_Consignes_
(1) Répondez à ces questions sur le fil de discussion au sujet du Mac mini et de l'iMac :
(a) Que veut configurer Noodle sur le Mac mini, d'après les exemples donnés entre parenthèses ?
(b) Selon ntx, dans quel mode faut-il démarrer pour accéder au contenu du disque ?
(c) Dans la situation 1), sur quel port de l'iMac la carte d'entrée vidéo repiquera-t-elle le signal écran du Mac mini ?
(2) Rédigez la suite de la discussion sur le Mac mini branché sur un iMac, à partir de la dernière phrase.
### Texte fourni
# Mac mini branché sur iMac?



## Noodle (20 Juin 2009)

Bonjour,

est-il possible de connecter le Mac mini sur un iMac pour le configurer (partage, réseau..) sans devoir avoir un écran indépendant?

Merci


----------



## Anonyme (20 Juin 2009)

Je pense qu'a coup de gros adaptateurs/carte d'acquisition USB, cela doit être possible. Malheureusement cela va te faire acheter du matos et des adaptateurs. A toi de voir tes besoins...


----------



## ntx (20 Juin 2009)

Pas d'entée vidéo sur un iMac donc non. 
Par contre tu peux accéder au contenu du disque en démarrant en mode target ou accéder à la machine via un logiciel de VPN. Mais dans ce cas je pense qu'il faut qu'elle ait booté et qu'un utilisateur soit connecté.
C'est pas plus simple de te trouver un moniteur pour le brancher sur ton mini ? Tu connais personne qui peut t'en prêter un ?


----------



## Anonyme (20 Juin 2009)

ntx a dit:


> Pas d'entée vidéo sur un iMac donc non.
> Par contre tu peux accéder au contenu du disque en démarrant en mode target ou accéder à la machine via un logiciel de VPN. Mais dans ce cas je pense qu'il faut qu'elle ait booté et qu'un utilisateur soit connecté.
> C'est pas plus simple de te trouver un moniteur pour le brancher sur ton mini ? Tu connais personne qui peut t'en prêter un ?



Effectivement ntx apporte de bonnes informations, pour résumer ta situation, tu as plusieurs situations:

1) Si tu as un clavier et souris sur le Mini, alors tu fais comme je dis avec des adaptateurs et une carte d'entrée video qui repiquera le signal écran du mac mini sur un port USB de ton Imac: ca coute cher, ca bouffe du courant, c'est laid, mais ca fonctionne.

2) Si tu sais avoir un écran à prêter, tu configures bien le Mini sur le réseau et ensuite, tu utilises comme le dit ntx le VPN qui me parait génial!
######
### Données présentées
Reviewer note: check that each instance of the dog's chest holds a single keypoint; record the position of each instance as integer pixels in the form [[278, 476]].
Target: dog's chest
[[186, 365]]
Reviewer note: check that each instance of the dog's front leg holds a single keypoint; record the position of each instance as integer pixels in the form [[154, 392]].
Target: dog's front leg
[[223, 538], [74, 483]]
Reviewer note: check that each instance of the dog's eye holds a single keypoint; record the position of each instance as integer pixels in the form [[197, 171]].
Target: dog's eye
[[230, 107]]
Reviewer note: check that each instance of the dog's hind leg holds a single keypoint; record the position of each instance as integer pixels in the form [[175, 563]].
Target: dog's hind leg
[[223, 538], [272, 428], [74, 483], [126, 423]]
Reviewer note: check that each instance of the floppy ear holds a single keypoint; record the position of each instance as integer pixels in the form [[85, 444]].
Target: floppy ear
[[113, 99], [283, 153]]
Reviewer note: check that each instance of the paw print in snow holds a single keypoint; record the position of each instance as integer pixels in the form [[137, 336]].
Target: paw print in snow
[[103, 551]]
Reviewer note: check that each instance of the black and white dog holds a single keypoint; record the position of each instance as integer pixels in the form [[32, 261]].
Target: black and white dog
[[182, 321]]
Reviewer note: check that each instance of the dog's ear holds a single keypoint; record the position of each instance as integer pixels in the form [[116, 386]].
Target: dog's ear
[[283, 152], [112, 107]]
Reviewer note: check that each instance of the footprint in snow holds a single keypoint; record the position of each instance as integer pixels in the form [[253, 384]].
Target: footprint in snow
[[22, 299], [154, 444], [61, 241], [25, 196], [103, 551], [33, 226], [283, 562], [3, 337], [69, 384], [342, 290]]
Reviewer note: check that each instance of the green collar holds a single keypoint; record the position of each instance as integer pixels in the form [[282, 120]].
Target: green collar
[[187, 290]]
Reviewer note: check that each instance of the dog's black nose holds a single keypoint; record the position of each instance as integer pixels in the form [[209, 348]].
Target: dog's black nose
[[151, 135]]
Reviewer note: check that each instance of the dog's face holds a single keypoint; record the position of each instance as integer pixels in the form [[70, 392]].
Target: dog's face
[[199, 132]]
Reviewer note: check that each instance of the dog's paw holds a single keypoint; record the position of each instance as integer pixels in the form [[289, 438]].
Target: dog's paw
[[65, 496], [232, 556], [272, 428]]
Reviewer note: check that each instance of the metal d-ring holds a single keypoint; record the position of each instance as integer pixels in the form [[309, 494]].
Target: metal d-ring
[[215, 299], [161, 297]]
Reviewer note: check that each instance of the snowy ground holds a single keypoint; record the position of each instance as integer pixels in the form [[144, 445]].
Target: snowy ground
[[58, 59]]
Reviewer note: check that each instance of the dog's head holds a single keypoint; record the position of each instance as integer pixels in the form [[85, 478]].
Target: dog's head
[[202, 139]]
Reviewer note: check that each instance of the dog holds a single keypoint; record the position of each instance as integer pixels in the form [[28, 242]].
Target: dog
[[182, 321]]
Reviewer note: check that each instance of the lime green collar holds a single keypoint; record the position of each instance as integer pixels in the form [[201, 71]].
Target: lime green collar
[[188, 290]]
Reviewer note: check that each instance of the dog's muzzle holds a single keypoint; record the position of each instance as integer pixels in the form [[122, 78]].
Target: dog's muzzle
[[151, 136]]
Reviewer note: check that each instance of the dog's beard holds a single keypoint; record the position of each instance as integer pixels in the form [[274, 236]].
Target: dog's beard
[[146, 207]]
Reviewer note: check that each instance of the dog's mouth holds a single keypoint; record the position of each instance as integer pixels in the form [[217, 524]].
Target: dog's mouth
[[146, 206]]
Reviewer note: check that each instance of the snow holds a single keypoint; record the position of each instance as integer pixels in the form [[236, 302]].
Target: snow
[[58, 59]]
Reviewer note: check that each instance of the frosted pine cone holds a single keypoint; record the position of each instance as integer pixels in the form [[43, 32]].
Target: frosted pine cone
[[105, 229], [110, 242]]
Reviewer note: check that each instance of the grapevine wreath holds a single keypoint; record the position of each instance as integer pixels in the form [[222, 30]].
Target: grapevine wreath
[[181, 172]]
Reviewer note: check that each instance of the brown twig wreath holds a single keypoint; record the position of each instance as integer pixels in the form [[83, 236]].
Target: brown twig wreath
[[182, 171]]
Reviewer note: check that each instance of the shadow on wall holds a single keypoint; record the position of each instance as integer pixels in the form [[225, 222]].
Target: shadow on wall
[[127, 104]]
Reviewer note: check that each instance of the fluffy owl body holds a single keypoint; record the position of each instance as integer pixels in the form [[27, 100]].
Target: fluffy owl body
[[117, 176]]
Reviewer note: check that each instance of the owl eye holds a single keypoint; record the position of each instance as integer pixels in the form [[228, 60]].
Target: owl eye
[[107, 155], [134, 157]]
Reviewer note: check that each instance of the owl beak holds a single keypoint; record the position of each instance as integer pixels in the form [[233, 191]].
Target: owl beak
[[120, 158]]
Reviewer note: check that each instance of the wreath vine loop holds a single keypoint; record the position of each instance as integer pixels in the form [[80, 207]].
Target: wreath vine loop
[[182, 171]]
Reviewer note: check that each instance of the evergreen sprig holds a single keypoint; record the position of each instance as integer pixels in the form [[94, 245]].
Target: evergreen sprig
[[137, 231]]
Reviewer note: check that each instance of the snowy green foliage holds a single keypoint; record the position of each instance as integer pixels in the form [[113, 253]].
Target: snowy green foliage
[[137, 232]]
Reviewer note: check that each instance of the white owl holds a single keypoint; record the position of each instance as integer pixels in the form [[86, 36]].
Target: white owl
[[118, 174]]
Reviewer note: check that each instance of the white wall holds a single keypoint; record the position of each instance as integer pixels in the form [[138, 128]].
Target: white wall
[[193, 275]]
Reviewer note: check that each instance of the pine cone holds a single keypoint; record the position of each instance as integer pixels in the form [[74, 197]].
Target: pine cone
######
_Réponses_
(1)
(a) Le partage et le réseau.
(b) Le mode target.
(c) Un port USB.

(2)
Explique nous un peu ta situation et le pourquoi du comment tu as besoin de le brancher sur ton Imac, ce sera plus simple!


----------



## Noodle (21 Juin 2009)

Merci pour vos réponses !!

Ce que je veux faire est d'employer le mini comme une sorte de "Serveur".

Je pense que de trouver quelqu'un avec un écran sera plus simple.

Merci beaucoup!!


----------



## ntx (21 Juin 2009)

Voir en acheter un, un vieux 17" LCD ça ne devrait pas te coûter trop cher, en tous cas moins que des systèmes d'acquisition vidéo. Et quand tu n'en as pas besoin, tu le ranges dans un placard.


----------



## pim (21 Juin 2009)

Sinon sous Léopard grâce à l'application "Partage d'écran" tu n'as pas besoin de prévoir un écran à ton Mac mini


----------



## Noodle (21 Juin 2009)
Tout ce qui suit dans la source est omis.